**PASSAGE**
# H.R. 624: Free Trade With Cuba Act



## marccote (Sep 29, 2007)

The Free Trade With Cuba Act (H.R.624) was introduced on January 22, 2007 by Rep. Charles Rangel (D-N.Y.) and 40 other co-sponsors in the House. The act would end the longstanding U.S. trade embargo of Cuba as well as loosen other economic, travel, and communications restrictions. Two days after the act was introduced, Rangel also introduced the Export Freedom to Cuba Act (H.R. 654), which would only loosen trade restrictions. 

The Free Trade With Cuba Act would end the trade embargo the U.S. has enforced with Cuba since 1962, and also repeal other economic, travel, and communications restrictions with Cuba. 

The bill states in its findings section that the embargo should be repealed because: 

With the end of the Cold War and the collapse of the Soviet Union, Cuba is no longer a threat to the United States or the Western Hemisphere. 
The continuation of the embargo on trade between the United States and Cuba that was declared in February of 1962 is counterproductive, adding to the hardships of the Cuban people while making the United States the scapegoat for the failures of the communist system. 
In the countries of the former Soviet Union and the former Eastern bloc, China, and Vietnam, the United States is using economic, cultural, academic, and scientific engagement to support its policy of promoting democratic and human rights reforms.

**EXERCISE SET**
1/ Condense the paragraph beginning "The Free Trade With Cuba Act (H.R.624) was introduced" from the post on the Free Trade With Cuba Act into a short bulleted list that keeps its main facts.
2/ Carry the post on the Free Trade With Cuba Act forward, writing the next part after its final sentence.
The lines placed after the post on the Free Trade With Cuba Act play no part in this.

**RECORDED INFORMATION**
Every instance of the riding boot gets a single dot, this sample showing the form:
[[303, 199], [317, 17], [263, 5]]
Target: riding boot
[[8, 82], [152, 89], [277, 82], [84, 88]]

**ANSWERS FOR THIS EXERCISE**
1/
- Introduced in the House on January 22, 2007, by Rep. Charles Rangel (D-N.Y.) with 40 co-sponsors.
- Would end the U.S. trade embargo of Cuba and loosen other economic, travel, and communications restrictions.
- Two days later, Rangel introduced the Export Freedom to Cuba Act (H.R. 654), which would loosen only trade restrictions.

2/
The United States can best support democratic change in Cuba by promoting trade and commerce, travel, communications, and cultural, academic, and scientific exchanges.

See article in Cigar Magazine Fall 2007 Issue "Winds of Change"


----------



## nhcigarfan-cl (May 8, 2007)

Thank god someone in Washington finally swallowed the obvious pill.


----------



## JohnR (Apr 1, 2007)

Oh, yeah, that Rangel guy is a real gem. 
/sarcasm

Rangel is also the guy who said that cigar smokers have been getting away with murder with regards to cigar taxes. He said that if you smoke cigars you are a fat cat who can afford the proposed $10 per cigar federal excise tax and the "B&M Killer" floor tax that came out of the senate. He's no friend to cigar smokers.


----------



## The Bruce (Mar 7, 2006)

I still feel that Cuba needs to be free of the Totalitarian Communist Government before this embargo should be lifted. Hell, Rangle want to institute the draft, even though I am sure he meant it as a talking point to end the War against Terror.

I like Rangle as a person. He is a good guy. But his policies are nuts!


----------



## Gatormoye (May 23, 2007)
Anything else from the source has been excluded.